**Action item**
Every entry is to be restated exactly; pictures are not part of the copy.

**Data in this exercise**
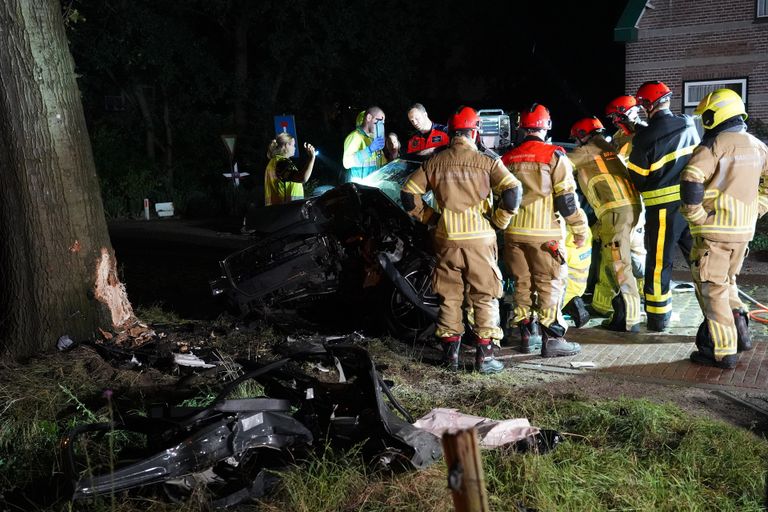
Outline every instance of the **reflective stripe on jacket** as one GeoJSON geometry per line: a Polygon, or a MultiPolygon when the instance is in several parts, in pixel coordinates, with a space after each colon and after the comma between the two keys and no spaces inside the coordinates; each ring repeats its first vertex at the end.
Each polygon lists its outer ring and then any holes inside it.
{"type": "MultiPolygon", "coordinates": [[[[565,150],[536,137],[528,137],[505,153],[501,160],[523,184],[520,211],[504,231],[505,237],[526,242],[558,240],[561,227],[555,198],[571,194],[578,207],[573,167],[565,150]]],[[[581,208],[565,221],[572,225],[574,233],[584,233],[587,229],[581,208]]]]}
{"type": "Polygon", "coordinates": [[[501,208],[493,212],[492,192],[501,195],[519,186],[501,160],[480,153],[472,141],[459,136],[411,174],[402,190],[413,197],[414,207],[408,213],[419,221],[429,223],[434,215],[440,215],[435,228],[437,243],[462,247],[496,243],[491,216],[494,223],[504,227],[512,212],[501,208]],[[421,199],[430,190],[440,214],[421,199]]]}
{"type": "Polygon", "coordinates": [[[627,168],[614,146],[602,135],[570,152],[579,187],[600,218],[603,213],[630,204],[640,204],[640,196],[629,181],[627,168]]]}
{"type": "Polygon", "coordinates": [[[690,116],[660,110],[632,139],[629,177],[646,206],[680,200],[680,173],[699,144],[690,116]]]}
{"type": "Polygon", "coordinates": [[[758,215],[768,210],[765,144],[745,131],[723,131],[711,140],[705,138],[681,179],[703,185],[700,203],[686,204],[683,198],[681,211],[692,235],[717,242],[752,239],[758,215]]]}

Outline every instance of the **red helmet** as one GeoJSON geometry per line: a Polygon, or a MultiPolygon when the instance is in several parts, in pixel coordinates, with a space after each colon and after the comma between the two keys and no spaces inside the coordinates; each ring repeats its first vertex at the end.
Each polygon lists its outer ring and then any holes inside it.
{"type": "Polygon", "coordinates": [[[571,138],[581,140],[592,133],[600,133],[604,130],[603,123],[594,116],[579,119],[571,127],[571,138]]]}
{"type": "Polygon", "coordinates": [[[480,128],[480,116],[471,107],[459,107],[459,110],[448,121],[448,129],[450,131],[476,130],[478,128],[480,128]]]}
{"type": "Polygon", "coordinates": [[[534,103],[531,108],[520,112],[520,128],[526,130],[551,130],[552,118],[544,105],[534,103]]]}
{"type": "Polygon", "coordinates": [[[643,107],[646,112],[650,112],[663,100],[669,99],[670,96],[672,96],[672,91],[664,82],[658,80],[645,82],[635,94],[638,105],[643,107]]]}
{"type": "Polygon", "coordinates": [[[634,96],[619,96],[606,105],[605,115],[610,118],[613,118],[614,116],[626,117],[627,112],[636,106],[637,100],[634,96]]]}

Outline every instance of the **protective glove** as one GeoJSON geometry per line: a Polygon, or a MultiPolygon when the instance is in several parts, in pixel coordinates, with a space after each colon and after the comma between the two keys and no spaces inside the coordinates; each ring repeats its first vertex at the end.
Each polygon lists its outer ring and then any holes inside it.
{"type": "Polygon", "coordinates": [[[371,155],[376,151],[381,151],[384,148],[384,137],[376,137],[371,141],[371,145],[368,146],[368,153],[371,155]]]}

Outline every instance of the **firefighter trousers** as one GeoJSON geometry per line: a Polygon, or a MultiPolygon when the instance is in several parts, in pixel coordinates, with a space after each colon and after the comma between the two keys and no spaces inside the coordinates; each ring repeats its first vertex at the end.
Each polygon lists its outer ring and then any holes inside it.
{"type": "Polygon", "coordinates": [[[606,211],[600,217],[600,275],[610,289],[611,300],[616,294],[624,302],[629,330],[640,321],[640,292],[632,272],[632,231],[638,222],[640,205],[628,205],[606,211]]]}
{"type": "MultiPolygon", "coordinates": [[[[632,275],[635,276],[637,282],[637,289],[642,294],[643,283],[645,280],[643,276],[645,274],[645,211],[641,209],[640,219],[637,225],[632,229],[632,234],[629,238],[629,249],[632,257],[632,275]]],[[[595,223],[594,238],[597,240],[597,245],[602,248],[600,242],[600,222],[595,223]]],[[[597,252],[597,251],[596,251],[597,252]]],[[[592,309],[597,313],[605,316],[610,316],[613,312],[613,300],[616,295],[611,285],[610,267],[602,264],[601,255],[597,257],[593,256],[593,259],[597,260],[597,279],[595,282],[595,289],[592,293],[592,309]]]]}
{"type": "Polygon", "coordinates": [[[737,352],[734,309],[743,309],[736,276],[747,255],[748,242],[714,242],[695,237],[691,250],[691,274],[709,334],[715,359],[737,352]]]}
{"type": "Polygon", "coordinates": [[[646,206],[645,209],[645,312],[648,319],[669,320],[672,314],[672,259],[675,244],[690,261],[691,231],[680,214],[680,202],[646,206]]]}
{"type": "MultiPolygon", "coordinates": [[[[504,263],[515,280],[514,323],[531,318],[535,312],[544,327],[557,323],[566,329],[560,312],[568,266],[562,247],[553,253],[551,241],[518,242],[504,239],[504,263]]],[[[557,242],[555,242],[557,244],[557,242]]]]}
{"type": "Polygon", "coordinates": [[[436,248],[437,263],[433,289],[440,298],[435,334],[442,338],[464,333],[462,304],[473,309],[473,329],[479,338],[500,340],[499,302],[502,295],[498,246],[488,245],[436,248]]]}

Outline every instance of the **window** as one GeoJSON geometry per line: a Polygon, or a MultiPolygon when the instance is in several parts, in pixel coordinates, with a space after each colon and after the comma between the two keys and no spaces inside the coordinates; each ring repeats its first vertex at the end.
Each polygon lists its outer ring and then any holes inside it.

**Output**
Outline every instance of the **reflective stripe on jacket** as one GeoJSON geometry per line: a Polygon, or a MultiPolygon when the instance is in several parts, in pixel coordinates, with a space after each colon and after the comma between the two keys and no spaces inside the coordinates; each ring repeats its first vertex at the end.
Each polygon lists its outer ring and then any holes inside it.
{"type": "MultiPolygon", "coordinates": [[[[565,150],[536,137],[528,137],[505,153],[501,160],[523,184],[520,211],[504,231],[505,237],[526,242],[558,240],[561,227],[555,198],[571,194],[578,207],[573,167],[565,150]]],[[[581,208],[565,221],[572,225],[574,233],[584,233],[587,229],[581,208]]]]}
{"type": "Polygon", "coordinates": [[[501,208],[493,212],[492,192],[501,195],[519,186],[501,160],[480,153],[472,141],[459,136],[411,174],[402,190],[413,197],[414,207],[408,213],[419,221],[429,223],[434,215],[440,215],[435,228],[437,243],[462,247],[496,243],[491,216],[494,223],[504,227],[512,212],[501,208]],[[421,199],[430,190],[440,214],[421,199]]]}
{"type": "Polygon", "coordinates": [[[627,168],[614,146],[602,135],[570,152],[579,187],[600,218],[603,213],[630,204],[640,204],[640,196],[629,181],[627,168]]]}
{"type": "Polygon", "coordinates": [[[690,116],[660,110],[632,139],[629,177],[646,206],[680,200],[680,173],[699,144],[690,116]]]}
{"type": "Polygon", "coordinates": [[[758,215],[768,210],[765,144],[745,131],[723,131],[711,140],[705,138],[681,179],[703,185],[700,203],[686,204],[683,198],[681,211],[692,235],[717,242],[752,239],[758,215]]]}

Outline every instance of the **red helmet** as one GeoJSON geometry per line: a Polygon, or a MultiPolygon when the instance is in several parts, in pixel coordinates, with a space after each colon and after the comma between the two keys and no spaces inside the coordinates; each ring repeats its first vertex at the end.
Each polygon lists its outer ring and then any holes inside it.
{"type": "Polygon", "coordinates": [[[571,138],[581,140],[592,133],[600,133],[604,130],[603,123],[594,116],[579,119],[571,127],[571,138]]]}
{"type": "Polygon", "coordinates": [[[480,128],[480,116],[471,107],[459,107],[459,110],[448,121],[448,129],[450,131],[476,130],[478,128],[480,128]]]}
{"type": "Polygon", "coordinates": [[[534,103],[531,108],[520,112],[520,128],[526,130],[551,130],[552,118],[544,105],[534,103]]]}
{"type": "Polygon", "coordinates": [[[643,107],[646,112],[650,112],[663,100],[669,99],[670,96],[672,96],[672,91],[664,82],[658,80],[645,82],[635,94],[638,105],[643,107]]]}
{"type": "Polygon", "coordinates": [[[634,96],[619,96],[606,105],[605,115],[610,118],[613,118],[614,116],[626,117],[627,112],[636,106],[637,100],[634,96]]]}

Outline every instance of the **protective glove** as one GeoJSON geometry per line: a Polygon, or a MultiPolygon when the instance is in several parts, in pixel coordinates, with a space after each colon and after the comma between the two keys and no spaces inside the coordinates; each ring repeats its first vertex at the end.
Each polygon lists its outer ring and then any holes inside it.
{"type": "Polygon", "coordinates": [[[371,155],[376,151],[381,151],[384,148],[384,137],[376,137],[371,141],[371,145],[368,146],[368,153],[371,155]]]}

Outline every instance of the **firefighter trousers** as one GeoJSON geometry per line: a Polygon, or a MultiPolygon when the instance is in several parts, in pixel coordinates, with a space after each colon and after the comma between the two keys and no spaces inside the coordinates; each ring repeats its first vertex at the end.
Each polygon lists its outer ring and then any holes inside it.
{"type": "Polygon", "coordinates": [[[606,211],[600,217],[600,275],[610,289],[611,300],[616,294],[624,302],[629,330],[640,321],[640,292],[632,272],[632,231],[638,222],[640,205],[628,205],[606,211]]]}
{"type": "MultiPolygon", "coordinates": [[[[632,275],[635,276],[637,282],[637,289],[642,294],[643,283],[645,280],[643,276],[645,274],[645,211],[641,209],[640,219],[637,225],[632,229],[632,234],[629,238],[629,249],[632,257],[632,275]]],[[[595,223],[594,238],[597,240],[597,245],[602,248],[600,242],[600,222],[595,223]]],[[[597,252],[597,251],[596,251],[597,252]]],[[[592,309],[597,313],[605,316],[610,316],[613,312],[613,300],[616,295],[611,285],[610,267],[602,264],[601,255],[597,257],[593,256],[593,259],[597,260],[597,279],[595,282],[595,289],[592,293],[592,309]]]]}
{"type": "Polygon", "coordinates": [[[737,352],[734,309],[743,309],[736,276],[747,255],[748,242],[714,242],[695,237],[691,250],[691,274],[709,334],[715,359],[737,352]]]}
{"type": "Polygon", "coordinates": [[[646,206],[645,209],[645,312],[648,319],[669,320],[672,314],[672,259],[675,244],[690,261],[691,231],[680,214],[680,202],[646,206]]]}
{"type": "MultiPolygon", "coordinates": [[[[504,263],[515,280],[514,323],[531,318],[535,312],[544,327],[557,323],[566,329],[560,312],[568,266],[562,247],[553,253],[551,241],[518,242],[504,239],[504,263]]],[[[557,242],[555,242],[557,244],[557,242]]]]}
{"type": "Polygon", "coordinates": [[[436,248],[437,263],[433,289],[440,298],[435,334],[442,338],[464,333],[462,304],[473,309],[473,329],[479,338],[500,340],[499,302],[502,295],[498,246],[488,245],[436,248]]]}

Outline every instance of the **window** as one GeoJSON geometry per line: a Polygon, or a MultiPolygon when the instance is in several parts, in pixel coordinates, with a space after each colon and after the comma between the two keys and no spaces inside the coordinates; each ring repeats its first vertex at the end.
Each polygon lists its outer ring and then any holes inside it.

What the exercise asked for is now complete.